**Text shown**
Lakehead University researchers will soon be able to take waste from the forest industry to create environmentally friendly biobased chemicals used for mine rehabilitation.
Dr.-Pedram-Fatehi_Cropped
Dr. Pedram Fatehi, Lakehead University assistant professor, Chemical Engineering.

Lakehead University researchers will soon be able to take waste from the forest industry to create environmentally friendly biobased chemicals used for mine rehabilitation.

A $132,161 grant from the Canada Foundation for Innovation (CFI) allows Lakehead University to purchase equipment that will be used to characterize lignin-based products that will be applied in the mining industry.

“Currently, oil-based chemicals are used as flocculants and dispersants in mining during the rehabilitation process. We will try to make similar chemicals that are bio-based,” said Dr. Pedram Fatehi, assistant professor of Chemical Engineering.

“Bio-based chemicals will be better for the environment and more efficient. They will replace the oil- based chemicals that are more toxic and expensive,” said Fatehi,

Working with Fathehi are Lakehead University researchers Dr. Baoqiang Liao, a chemical engineer, Dr. Mat Leitch of the Faculty of Natural Resources Management, and a dozen students.

**Required work**
**A)** Answer these questions from the article on biobased mining chemicals.
(i) How large is the grant from the Canada Foundation for Innovation?
(ii) What are oil-based chemicals currently used as in mining during rehabilitation?
(iii) Which faculty is Dr. Mat Leitch part of?
**B)** For each statement, say whether it agrees with the article on biobased mining chemicals, and quote the words that decide it.
(i) The CFI grant lets Lakehead University buy equipment.
(ii) Fatehi describes the oil-based chemicals as less toxic than the bio-based ones.
(iii) Students are among those working with Fatehi.

[Saved data entries]

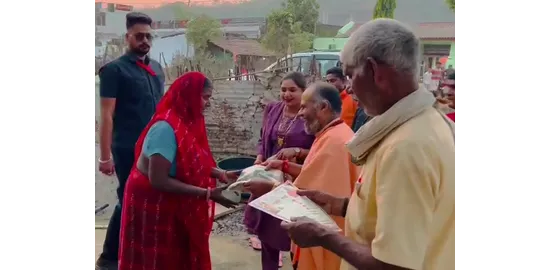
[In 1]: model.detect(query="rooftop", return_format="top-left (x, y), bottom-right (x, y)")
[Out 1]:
top-left (210, 39), bottom-right (275, 56)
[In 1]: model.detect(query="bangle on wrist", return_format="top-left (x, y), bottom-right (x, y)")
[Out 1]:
top-left (99, 157), bottom-right (112, 164)
top-left (205, 188), bottom-right (211, 201)
top-left (282, 160), bottom-right (290, 173)
top-left (341, 199), bottom-right (350, 217)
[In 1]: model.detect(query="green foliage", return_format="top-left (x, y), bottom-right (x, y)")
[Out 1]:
top-left (445, 0), bottom-right (456, 12)
top-left (373, 0), bottom-right (396, 19)
top-left (282, 0), bottom-right (319, 34)
top-left (262, 9), bottom-right (293, 54)
top-left (262, 0), bottom-right (319, 54)
top-left (289, 22), bottom-right (315, 53)
top-left (170, 4), bottom-right (193, 21)
top-left (186, 15), bottom-right (223, 52)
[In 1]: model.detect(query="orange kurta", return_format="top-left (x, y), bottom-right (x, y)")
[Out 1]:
top-left (340, 90), bottom-right (358, 128)
top-left (293, 119), bottom-right (359, 270)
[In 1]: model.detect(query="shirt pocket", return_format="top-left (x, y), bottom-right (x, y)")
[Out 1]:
top-left (126, 77), bottom-right (153, 103)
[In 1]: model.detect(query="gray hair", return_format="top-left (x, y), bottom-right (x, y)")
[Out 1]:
top-left (341, 19), bottom-right (420, 77)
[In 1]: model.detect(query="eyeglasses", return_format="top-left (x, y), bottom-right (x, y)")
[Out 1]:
top-left (133, 33), bottom-right (153, 42)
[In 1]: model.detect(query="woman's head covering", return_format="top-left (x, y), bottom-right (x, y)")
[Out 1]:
top-left (155, 72), bottom-right (207, 121)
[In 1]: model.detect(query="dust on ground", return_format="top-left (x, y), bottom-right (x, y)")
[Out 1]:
top-left (94, 211), bottom-right (292, 270)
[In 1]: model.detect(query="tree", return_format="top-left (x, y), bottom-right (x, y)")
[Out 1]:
top-left (445, 0), bottom-right (456, 12)
top-left (186, 15), bottom-right (223, 52)
top-left (262, 0), bottom-right (319, 54)
top-left (282, 0), bottom-right (319, 34)
top-left (373, 0), bottom-right (396, 19)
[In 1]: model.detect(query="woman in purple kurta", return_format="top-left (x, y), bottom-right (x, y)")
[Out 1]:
top-left (244, 72), bottom-right (315, 270)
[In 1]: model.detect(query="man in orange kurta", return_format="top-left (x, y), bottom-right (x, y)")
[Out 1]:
top-left (326, 67), bottom-right (358, 127)
top-left (258, 83), bottom-right (359, 270)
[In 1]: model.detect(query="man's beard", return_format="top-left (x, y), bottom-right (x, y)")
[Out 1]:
top-left (131, 47), bottom-right (150, 56)
top-left (304, 119), bottom-right (321, 135)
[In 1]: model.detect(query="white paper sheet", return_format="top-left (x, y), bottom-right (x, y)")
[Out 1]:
top-left (249, 183), bottom-right (340, 231)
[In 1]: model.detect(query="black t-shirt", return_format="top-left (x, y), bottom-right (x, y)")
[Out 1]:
top-left (99, 53), bottom-right (164, 148)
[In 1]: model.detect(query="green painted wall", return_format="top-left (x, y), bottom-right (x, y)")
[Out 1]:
top-left (421, 40), bottom-right (456, 69)
top-left (313, 38), bottom-right (456, 69)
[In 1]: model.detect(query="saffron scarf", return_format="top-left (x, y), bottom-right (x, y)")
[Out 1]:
top-left (346, 88), bottom-right (456, 165)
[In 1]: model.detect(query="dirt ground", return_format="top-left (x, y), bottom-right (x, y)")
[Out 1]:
top-left (94, 229), bottom-right (268, 270)
top-left (94, 229), bottom-right (292, 270)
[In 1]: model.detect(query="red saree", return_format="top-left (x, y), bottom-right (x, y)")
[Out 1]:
top-left (118, 72), bottom-right (216, 270)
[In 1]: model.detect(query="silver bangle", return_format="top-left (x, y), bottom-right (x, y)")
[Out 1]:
top-left (99, 157), bottom-right (112, 164)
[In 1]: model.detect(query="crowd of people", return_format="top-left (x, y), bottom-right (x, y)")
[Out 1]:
top-left (96, 12), bottom-right (456, 270)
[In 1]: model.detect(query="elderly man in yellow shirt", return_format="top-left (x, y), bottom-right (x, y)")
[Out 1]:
top-left (283, 19), bottom-right (456, 270)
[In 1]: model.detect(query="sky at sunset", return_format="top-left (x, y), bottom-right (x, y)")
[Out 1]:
top-left (95, 0), bottom-right (244, 8)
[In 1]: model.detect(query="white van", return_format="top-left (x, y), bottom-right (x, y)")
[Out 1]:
top-left (265, 52), bottom-right (340, 76)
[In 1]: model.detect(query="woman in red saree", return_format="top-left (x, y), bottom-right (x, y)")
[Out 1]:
top-left (118, 72), bottom-right (235, 270)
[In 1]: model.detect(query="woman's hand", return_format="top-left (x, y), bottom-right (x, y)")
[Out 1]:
top-left (225, 170), bottom-right (242, 183)
top-left (244, 179), bottom-right (275, 198)
top-left (276, 147), bottom-right (301, 160)
top-left (253, 155), bottom-right (263, 165)
top-left (218, 170), bottom-right (242, 184)
top-left (209, 186), bottom-right (238, 208)
top-left (261, 159), bottom-right (284, 171)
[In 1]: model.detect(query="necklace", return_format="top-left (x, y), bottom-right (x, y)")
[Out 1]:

**Your written answers**
**A)**
(i) $132,161
(ii) Flocculants and dispersants
(iii) The Faculty of Natural Resources Management

**B)**
(i) Yes: "allows Lakehead University to purchase equipment"
(ii) No: "They will replace the oil- based chemicals that are more toxic and expensive"
(iii) Yes: "and a dozen students"